== INFORMATION PROVIDED ==

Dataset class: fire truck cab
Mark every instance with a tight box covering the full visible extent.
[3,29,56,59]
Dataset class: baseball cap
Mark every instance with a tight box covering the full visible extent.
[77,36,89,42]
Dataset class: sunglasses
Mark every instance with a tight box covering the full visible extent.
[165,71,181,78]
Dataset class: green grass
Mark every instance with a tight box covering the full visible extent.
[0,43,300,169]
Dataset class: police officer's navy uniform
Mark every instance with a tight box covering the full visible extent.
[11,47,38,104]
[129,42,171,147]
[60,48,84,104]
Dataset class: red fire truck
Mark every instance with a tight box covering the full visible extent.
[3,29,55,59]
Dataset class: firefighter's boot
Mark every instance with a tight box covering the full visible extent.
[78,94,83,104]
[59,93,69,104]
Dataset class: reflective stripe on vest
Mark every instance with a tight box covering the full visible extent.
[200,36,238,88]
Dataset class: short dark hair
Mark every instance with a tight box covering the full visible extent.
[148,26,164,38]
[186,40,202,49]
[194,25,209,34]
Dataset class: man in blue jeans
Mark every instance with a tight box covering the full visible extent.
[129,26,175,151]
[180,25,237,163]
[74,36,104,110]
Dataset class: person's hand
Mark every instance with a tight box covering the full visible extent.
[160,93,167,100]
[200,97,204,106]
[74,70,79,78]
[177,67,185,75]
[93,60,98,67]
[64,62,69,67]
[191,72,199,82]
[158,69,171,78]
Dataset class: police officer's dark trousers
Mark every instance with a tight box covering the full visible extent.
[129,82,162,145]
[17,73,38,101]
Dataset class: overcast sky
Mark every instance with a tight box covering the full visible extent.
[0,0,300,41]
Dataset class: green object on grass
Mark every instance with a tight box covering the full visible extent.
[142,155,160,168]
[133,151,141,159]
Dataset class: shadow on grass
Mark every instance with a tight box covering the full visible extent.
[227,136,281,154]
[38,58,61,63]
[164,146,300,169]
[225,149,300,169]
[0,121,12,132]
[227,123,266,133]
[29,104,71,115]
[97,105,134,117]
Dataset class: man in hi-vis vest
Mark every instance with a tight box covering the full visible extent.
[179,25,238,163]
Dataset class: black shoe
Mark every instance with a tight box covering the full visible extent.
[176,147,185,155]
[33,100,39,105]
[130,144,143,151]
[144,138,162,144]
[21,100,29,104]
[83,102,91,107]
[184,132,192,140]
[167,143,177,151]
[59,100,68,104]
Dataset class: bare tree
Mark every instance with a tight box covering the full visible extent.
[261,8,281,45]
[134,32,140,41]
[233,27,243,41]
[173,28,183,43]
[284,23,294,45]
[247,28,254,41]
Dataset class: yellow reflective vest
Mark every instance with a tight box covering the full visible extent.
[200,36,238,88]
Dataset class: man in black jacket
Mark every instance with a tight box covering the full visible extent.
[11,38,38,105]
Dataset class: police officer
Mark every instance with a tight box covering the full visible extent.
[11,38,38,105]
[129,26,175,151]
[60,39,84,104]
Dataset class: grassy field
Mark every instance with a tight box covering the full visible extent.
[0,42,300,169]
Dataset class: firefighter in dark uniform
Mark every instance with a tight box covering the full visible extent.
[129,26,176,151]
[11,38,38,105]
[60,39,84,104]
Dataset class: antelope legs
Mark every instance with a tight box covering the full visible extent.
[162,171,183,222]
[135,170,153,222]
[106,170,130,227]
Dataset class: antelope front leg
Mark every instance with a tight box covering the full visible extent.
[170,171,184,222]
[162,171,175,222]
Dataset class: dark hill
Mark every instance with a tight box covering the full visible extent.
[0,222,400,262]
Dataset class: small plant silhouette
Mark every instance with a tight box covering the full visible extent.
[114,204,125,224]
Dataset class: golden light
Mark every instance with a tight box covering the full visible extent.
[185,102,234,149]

===

WHAT TO PRODUCE >> Could you retype every line of the listing above, changing nothing?

ANSWER TO THE EXERCISE >>
Dataset class: fire truck cab
Mark every instance with a tight box covering the full visible extent.
[3,29,56,59]
Dataset class: baseball cap
Mark every instance with a tight box covering the full visible extent.
[77,36,89,42]
Dataset class: sunglasses
Mark every instance with a tight box covering the full visible extent.
[165,71,181,78]
Dataset class: green grass
Mark every instance with a tight box covering the full visible extent.
[0,43,300,169]
Dataset class: police officer's navy uniform
Mark every instance with a tight box covering the full visible extent.
[11,47,38,104]
[129,42,171,147]
[60,48,84,104]
Dataset class: red fire truck
Mark every instance with a tight box covering the full visible extent.
[3,29,55,59]
Dataset class: firefighter's boot
Mark every instance with a tight box covering the full visible extent.
[78,94,83,104]
[59,93,69,104]
Dataset class: reflective stripe on vest
Mark every instance with a tight box covering the full visible extent.
[200,36,238,88]
Dataset class: short dark hair
Mark every instance with a tight box covering the full visible extent.
[148,26,164,38]
[186,40,202,49]
[194,25,209,34]
Dataset class: man in blue jeans
Mark every instance with a tight box covering the full visible extent.
[129,26,175,151]
[180,25,237,163]
[74,36,104,110]
Dataset class: person's hand
Mark every instance with a tight box covering the full visible extent.
[160,93,167,100]
[200,97,204,106]
[74,70,79,78]
[177,67,185,75]
[93,60,98,67]
[64,62,69,67]
[191,72,199,82]
[158,69,171,78]
Dataset class: police officer's dark trousers
Mark every instance with a tight box covering the full visible extent.
[129,82,162,145]
[17,73,38,101]
Dataset class: overcast sky
Mark every instance with a tight box covering the full visible extent.
[0,0,300,41]
Dataset class: green object on grass
Mark every instance with a tight box covering the full visible extent.
[142,155,160,168]
[133,151,141,159]
Dataset class: shadow on grass
Mark every instance with a tight box covering the full visible extent.
[227,136,281,154]
[38,58,61,63]
[164,146,300,169]
[225,149,300,169]
[0,121,12,132]
[227,123,266,133]
[29,104,71,115]
[97,105,134,117]
Dataset class: man in hi-vis vest
Mark every instance with a tight box covering the full visible extent.
[179,25,238,163]
Dataset class: black shoe
Mark every instance with a tight box covering the full visible extent.
[176,147,185,155]
[33,100,39,105]
[130,144,143,151]
[144,138,162,144]
[21,100,29,104]
[83,102,91,107]
[184,132,192,140]
[167,143,177,151]
[59,100,68,104]
Dataset class: bare tree
Mark every instance with a tight box covering the full visible extent.
[261,8,281,45]
[134,32,140,41]
[233,27,243,41]
[173,28,183,43]
[284,23,294,45]
[247,28,254,41]
Dataset class: yellow reflective vest
Mark every instance with a tight box covering the full visible extent.
[200,36,238,88]
Dataset class: man in black jacket
Mark every instance with a tight box covering the full visible extent.
[11,38,38,105]
Dataset class: police officer
Mark every instance with a tight box covering the full visible extent.
[11,38,38,105]
[129,26,175,151]
[60,39,84,104]
Dataset class: grassy field
Mark every instance with a tight box covering the full visible extent.
[0,42,300,169]
Dataset class: firefighter in dark uniform
Mark every instance with a tight box covering the full visible extent.
[129,26,176,151]
[11,38,38,105]
[60,39,84,104]
Dataset class: antelope legs
Mark every instance with a tight box covering the full visible extent.
[162,171,183,222]
[135,170,153,222]
[106,170,130,227]
Dataset class: antelope front leg
Mark every instance with a tight box covering the full visible extent.
[170,171,184,222]
[162,171,175,222]
Dataset class: dark hill
Mark every instance with a tight box covering the full visible extent.
[0,222,400,262]
Dataset class: small plant silhouette
Mark every instance with a tight box covering the full visible extent.
[114,204,125,224]
Dataset class: golden light
Mark every instance with a tight box covering the full visible extent.
[185,102,234,149]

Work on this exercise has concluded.